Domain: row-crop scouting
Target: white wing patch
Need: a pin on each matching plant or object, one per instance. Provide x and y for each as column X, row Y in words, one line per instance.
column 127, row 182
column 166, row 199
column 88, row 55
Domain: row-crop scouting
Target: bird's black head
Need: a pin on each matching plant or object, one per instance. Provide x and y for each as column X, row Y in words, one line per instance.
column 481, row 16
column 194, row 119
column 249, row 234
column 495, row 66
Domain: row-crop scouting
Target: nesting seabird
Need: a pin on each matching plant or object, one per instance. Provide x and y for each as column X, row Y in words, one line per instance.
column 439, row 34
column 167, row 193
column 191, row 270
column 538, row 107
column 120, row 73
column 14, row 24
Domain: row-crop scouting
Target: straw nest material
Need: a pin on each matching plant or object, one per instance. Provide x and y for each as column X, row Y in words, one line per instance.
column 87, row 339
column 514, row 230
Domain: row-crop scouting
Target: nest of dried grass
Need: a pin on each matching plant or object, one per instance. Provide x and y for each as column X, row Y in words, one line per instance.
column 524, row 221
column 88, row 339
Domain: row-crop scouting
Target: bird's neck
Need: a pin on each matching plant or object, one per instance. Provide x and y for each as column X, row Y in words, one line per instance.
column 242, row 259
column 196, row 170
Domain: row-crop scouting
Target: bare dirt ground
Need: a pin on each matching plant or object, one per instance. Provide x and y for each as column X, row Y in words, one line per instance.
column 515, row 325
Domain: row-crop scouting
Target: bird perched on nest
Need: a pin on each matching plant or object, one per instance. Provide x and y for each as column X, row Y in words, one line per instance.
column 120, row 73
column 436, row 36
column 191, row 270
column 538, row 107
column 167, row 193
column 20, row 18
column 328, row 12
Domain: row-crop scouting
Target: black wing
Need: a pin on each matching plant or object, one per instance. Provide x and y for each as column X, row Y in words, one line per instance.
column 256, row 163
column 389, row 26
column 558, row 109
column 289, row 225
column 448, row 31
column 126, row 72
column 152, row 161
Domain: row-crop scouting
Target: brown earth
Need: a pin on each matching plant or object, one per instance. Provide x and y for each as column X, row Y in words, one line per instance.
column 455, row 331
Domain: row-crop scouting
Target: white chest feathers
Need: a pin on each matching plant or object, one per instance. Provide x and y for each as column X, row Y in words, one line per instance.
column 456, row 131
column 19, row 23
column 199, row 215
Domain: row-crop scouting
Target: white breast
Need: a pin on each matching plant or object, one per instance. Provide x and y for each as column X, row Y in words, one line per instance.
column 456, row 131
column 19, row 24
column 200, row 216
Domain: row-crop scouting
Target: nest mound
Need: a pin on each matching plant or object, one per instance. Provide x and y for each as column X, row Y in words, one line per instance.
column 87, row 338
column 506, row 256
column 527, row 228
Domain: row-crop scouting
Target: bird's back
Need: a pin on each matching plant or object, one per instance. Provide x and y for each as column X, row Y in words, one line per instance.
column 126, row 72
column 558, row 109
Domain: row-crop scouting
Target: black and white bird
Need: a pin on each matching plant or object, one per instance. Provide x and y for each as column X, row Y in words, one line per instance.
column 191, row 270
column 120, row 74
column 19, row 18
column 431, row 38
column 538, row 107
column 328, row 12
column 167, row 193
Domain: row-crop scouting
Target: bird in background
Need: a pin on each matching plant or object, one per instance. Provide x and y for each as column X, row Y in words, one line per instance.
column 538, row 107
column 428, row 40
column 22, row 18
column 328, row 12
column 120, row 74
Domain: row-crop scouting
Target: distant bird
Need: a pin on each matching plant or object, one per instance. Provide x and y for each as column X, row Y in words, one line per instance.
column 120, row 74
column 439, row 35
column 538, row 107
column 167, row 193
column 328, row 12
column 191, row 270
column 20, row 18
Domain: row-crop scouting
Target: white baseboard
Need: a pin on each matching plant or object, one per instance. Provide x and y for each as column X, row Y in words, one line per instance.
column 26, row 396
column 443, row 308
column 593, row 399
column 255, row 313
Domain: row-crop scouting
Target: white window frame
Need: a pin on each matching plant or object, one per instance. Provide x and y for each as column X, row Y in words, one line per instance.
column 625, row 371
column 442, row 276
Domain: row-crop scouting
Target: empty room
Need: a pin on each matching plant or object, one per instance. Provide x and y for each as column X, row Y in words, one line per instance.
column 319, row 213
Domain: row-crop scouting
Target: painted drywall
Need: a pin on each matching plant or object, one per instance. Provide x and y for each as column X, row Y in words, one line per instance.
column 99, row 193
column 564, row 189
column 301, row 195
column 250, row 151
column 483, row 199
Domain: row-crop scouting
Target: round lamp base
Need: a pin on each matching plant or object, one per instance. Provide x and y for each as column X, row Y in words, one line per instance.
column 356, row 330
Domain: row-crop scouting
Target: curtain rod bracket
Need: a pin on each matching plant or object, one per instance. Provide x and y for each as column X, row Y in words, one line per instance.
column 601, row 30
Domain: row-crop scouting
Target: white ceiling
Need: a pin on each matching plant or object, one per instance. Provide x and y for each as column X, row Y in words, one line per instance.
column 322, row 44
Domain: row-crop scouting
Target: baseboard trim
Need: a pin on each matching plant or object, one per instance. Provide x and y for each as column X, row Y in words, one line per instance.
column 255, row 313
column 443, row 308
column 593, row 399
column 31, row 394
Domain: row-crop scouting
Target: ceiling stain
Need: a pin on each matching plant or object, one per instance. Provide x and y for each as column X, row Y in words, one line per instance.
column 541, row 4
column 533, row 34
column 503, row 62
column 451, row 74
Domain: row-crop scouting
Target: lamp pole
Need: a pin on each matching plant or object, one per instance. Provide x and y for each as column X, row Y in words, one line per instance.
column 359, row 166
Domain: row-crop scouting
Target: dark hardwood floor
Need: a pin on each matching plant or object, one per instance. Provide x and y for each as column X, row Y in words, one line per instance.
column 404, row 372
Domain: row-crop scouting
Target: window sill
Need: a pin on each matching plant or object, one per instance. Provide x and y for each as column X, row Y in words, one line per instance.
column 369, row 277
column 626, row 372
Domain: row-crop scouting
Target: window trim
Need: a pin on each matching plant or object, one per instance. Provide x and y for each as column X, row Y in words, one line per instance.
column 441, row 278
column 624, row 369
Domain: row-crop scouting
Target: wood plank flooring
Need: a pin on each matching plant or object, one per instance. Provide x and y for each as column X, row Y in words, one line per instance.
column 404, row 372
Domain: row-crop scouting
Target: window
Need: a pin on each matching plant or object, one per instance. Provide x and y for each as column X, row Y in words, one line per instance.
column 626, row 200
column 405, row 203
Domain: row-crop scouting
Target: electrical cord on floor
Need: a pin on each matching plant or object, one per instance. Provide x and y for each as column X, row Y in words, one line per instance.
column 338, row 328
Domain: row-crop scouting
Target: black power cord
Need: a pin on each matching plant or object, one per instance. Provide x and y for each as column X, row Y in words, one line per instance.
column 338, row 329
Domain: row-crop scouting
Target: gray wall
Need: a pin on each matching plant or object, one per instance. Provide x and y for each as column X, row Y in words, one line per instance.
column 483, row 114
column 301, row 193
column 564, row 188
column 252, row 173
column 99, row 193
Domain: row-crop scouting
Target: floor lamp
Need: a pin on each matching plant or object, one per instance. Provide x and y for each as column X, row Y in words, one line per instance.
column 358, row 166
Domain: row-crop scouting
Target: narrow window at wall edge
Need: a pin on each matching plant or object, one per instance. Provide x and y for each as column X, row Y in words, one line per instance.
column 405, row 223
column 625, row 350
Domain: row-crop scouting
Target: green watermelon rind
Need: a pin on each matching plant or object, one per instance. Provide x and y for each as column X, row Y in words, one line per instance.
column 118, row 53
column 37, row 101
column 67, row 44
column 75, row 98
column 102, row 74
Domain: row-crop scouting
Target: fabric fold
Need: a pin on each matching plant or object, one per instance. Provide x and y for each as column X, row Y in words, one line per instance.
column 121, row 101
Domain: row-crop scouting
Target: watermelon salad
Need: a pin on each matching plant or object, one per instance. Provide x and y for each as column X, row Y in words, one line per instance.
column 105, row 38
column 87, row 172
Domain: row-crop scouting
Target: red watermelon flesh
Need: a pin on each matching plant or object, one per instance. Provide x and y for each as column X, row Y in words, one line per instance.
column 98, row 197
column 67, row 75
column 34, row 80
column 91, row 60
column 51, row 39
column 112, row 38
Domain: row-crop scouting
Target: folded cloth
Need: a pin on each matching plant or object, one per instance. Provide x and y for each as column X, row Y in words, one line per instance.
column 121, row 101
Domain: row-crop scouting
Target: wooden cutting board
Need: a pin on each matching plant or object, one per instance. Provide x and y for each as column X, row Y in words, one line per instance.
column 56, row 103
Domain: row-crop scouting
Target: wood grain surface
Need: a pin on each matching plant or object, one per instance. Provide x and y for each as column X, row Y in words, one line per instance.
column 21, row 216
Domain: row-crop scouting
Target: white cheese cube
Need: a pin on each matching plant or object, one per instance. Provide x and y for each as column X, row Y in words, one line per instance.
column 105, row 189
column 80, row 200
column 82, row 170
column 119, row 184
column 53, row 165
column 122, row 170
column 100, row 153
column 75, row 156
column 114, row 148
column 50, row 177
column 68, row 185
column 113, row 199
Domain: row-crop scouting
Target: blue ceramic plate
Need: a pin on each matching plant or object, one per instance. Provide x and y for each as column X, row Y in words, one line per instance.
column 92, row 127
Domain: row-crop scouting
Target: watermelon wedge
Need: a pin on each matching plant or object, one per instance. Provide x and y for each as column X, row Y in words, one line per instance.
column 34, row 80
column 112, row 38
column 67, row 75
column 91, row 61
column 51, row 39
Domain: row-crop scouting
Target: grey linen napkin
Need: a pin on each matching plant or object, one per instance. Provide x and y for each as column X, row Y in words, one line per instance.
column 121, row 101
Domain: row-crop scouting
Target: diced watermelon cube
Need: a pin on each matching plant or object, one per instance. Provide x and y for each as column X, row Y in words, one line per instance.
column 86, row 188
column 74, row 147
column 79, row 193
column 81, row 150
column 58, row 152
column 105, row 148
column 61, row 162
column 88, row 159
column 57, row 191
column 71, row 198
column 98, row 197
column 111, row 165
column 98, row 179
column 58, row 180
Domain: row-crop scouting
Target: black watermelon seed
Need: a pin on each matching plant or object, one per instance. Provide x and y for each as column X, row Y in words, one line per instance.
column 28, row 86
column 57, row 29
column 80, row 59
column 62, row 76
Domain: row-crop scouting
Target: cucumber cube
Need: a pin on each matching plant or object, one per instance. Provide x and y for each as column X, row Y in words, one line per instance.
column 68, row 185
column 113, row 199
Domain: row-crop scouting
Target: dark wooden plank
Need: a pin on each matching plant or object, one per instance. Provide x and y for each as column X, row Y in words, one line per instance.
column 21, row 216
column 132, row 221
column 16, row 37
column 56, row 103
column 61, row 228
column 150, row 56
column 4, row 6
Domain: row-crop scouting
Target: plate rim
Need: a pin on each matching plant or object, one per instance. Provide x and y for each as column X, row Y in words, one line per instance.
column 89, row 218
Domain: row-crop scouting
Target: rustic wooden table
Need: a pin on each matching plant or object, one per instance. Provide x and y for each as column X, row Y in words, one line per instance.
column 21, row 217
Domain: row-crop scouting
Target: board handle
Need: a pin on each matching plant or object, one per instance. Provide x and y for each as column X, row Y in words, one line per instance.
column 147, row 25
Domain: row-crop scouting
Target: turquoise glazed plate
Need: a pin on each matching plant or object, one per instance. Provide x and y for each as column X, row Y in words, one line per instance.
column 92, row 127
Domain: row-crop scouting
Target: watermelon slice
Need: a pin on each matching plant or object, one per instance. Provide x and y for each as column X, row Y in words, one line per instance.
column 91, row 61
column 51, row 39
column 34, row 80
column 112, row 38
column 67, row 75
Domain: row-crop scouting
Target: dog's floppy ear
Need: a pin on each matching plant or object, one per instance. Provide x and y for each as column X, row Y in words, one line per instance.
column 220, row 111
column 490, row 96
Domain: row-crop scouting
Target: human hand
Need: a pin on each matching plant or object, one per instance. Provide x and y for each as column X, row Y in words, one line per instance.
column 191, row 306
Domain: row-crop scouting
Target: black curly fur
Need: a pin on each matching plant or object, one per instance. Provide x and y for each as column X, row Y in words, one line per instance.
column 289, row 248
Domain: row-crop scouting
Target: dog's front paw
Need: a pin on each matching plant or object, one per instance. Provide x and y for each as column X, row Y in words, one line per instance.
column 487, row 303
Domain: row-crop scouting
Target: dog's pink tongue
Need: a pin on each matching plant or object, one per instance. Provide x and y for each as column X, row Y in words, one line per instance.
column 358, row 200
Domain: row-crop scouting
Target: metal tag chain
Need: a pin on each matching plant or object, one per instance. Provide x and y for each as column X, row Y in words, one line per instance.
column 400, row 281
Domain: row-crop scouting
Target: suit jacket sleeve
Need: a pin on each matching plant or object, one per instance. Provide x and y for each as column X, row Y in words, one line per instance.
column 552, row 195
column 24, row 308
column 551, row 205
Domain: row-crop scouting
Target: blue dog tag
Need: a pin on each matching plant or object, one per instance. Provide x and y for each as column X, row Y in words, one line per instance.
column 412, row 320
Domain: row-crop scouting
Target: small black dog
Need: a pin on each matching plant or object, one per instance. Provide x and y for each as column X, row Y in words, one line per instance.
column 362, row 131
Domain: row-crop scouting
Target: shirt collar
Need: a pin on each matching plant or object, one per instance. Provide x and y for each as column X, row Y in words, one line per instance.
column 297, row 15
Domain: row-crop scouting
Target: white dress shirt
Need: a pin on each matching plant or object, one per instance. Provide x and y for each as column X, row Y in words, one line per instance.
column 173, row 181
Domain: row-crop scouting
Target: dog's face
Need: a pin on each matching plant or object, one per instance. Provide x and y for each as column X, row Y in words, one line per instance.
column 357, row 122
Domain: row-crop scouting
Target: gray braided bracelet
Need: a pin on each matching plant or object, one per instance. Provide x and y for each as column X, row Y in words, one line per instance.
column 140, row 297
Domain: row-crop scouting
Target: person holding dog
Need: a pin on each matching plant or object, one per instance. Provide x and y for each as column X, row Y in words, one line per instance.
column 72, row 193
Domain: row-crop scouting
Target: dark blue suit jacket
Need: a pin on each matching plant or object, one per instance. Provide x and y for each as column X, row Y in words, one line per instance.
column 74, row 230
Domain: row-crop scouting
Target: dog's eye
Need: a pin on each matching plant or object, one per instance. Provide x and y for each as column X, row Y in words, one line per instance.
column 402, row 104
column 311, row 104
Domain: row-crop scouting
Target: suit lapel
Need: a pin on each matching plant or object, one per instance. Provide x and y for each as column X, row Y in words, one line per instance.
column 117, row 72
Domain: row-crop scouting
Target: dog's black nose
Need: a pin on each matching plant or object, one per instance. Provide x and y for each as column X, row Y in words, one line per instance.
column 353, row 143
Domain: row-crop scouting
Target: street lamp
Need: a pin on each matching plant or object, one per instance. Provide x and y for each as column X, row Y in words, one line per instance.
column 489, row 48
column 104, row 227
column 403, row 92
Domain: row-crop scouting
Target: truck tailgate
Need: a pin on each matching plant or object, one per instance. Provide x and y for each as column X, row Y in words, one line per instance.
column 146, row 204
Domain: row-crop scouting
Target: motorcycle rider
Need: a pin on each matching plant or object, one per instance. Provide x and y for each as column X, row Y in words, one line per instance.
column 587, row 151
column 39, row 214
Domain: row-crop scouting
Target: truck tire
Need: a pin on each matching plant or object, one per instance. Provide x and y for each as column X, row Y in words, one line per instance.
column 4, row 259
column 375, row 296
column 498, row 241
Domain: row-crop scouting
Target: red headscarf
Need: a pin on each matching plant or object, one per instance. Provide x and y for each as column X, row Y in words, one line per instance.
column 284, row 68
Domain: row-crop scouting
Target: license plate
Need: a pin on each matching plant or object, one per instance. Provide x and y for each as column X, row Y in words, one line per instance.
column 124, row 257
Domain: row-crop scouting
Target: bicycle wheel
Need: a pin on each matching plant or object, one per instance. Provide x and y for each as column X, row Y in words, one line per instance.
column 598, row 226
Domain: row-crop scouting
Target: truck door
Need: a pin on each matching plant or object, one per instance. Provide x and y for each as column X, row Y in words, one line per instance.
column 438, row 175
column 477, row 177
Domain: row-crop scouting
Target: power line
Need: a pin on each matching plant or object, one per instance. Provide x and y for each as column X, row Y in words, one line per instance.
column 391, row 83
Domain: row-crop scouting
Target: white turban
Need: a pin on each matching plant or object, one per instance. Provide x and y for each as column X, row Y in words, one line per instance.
——————————
The lines to return are those in the entries above that hold "truck".

Target: truck tailgate
Target: truck tire
Target: truck door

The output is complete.